*** Opening of DATA RECORDS ***

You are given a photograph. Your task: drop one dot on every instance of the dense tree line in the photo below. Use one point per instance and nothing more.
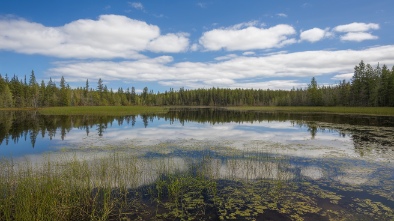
(369, 87)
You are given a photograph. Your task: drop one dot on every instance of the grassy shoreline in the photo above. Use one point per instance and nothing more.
(134, 110)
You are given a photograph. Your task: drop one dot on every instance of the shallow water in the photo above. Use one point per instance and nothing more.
(276, 166)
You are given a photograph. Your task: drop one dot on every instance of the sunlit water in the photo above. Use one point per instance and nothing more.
(352, 157)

*** Close of DATA RECORDS ***

Nothing should appear in the output except the lines from the one with "of the shallow" through the end of the records above, copied exactly.

You are given a photograph. Your task: drop one dot on every instance of the shallow water in the photo above. Use one point per instance and nothing more.
(276, 166)
You are given a photograph. Your task: drop one dot on every instance of the sunlit water in the photo above. Use one point per instance and nothing more.
(352, 157)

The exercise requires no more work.